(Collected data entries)
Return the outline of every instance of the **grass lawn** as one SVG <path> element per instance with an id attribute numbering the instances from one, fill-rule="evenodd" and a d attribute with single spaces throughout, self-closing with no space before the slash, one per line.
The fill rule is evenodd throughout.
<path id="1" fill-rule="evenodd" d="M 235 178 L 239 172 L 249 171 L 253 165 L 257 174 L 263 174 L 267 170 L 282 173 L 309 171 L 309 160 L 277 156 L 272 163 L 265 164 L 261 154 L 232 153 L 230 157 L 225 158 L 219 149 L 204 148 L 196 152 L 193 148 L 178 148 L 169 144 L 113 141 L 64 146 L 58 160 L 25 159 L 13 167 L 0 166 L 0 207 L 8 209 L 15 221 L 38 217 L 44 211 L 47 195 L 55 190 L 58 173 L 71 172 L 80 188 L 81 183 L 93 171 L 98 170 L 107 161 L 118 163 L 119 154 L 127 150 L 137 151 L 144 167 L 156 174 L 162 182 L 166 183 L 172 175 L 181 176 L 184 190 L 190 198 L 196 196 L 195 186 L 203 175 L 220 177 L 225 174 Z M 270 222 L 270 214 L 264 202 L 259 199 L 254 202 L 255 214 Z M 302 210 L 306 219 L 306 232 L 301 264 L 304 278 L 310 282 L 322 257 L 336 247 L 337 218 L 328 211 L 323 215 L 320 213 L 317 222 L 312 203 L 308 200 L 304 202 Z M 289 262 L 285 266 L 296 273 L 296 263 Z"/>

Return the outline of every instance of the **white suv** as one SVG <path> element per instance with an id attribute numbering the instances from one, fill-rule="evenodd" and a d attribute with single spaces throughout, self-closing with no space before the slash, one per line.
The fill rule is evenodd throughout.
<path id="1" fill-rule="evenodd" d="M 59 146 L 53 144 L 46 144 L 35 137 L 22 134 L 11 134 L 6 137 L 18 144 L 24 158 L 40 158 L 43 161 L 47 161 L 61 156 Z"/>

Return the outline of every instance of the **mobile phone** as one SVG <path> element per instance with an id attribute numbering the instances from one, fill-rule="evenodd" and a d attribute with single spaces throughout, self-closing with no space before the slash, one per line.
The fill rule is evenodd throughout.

▶ [PROBLEM] Rename "fill rule" to "filling rule" in all the items above. Leave everything else unchanged.

▶ [TASK OUTPUT]
Return the outline of every instance of the **grass lawn** as one SVG <path> element per instance with an id attribute numbering the instances from one, fill-rule="evenodd" and a d attribute with single spaces throughout, self-closing with no space before the slash, one per line.
The filling rule is evenodd throughout.
<path id="1" fill-rule="evenodd" d="M 235 178 L 239 172 L 249 171 L 253 165 L 257 174 L 263 174 L 267 170 L 282 173 L 309 171 L 309 160 L 277 156 L 272 163 L 265 164 L 261 154 L 232 153 L 230 157 L 225 158 L 219 149 L 204 148 L 196 152 L 193 148 L 178 148 L 169 144 L 113 141 L 64 146 L 58 160 L 25 159 L 13 167 L 0 166 L 0 207 L 8 209 L 15 221 L 38 217 L 44 211 L 47 195 L 55 190 L 58 173 L 71 172 L 80 188 L 81 183 L 93 171 L 98 170 L 107 161 L 118 163 L 119 154 L 127 150 L 137 151 L 144 167 L 156 174 L 162 182 L 166 183 L 172 175 L 181 176 L 184 190 L 190 198 L 196 196 L 195 186 L 203 175 L 220 177 L 225 174 Z M 270 222 L 270 214 L 264 202 L 259 199 L 254 202 L 255 214 Z M 302 210 L 306 219 L 306 232 L 301 264 L 304 278 L 310 282 L 322 257 L 336 247 L 337 218 L 328 211 L 323 215 L 320 213 L 317 222 L 312 203 L 308 200 L 304 202 Z M 289 262 L 285 266 L 296 273 L 296 263 Z"/>

Return the outline of every instance of the **white suv** as one SVG <path> element per instance with an id attribute numbering the instances from one, fill-rule="evenodd" and a d attribute with single spaces throughout, self-closing with no space before the slash, one per line.
The filling rule is evenodd throughout.
<path id="1" fill-rule="evenodd" d="M 59 146 L 53 144 L 46 144 L 35 137 L 22 134 L 11 134 L 6 137 L 18 144 L 24 158 L 40 158 L 43 161 L 47 161 L 61 156 Z"/>

Return the outline of every instance of the **mobile phone** as one SVG <path> element per instance with an id attribute numbering the instances from one, fill-rule="evenodd" and a d attribute with single spaces throughout, self-closing with no space before the slash, one per line.
The filling rule is evenodd throughout.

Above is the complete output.